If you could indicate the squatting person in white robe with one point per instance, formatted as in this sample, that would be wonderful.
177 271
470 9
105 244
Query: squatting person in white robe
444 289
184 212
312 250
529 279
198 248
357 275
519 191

──────

• _Your assignment_: Transcribe the data in full, keeping every detail.

• _Your response_:
If you could indicate the squatting person in white robe with one point per instance, formatted as in this sample, that would be wonderful.
177 271
470 9
105 244
Query: squatting person in white robe
444 289
184 212
312 250
529 279
198 248
357 275
519 191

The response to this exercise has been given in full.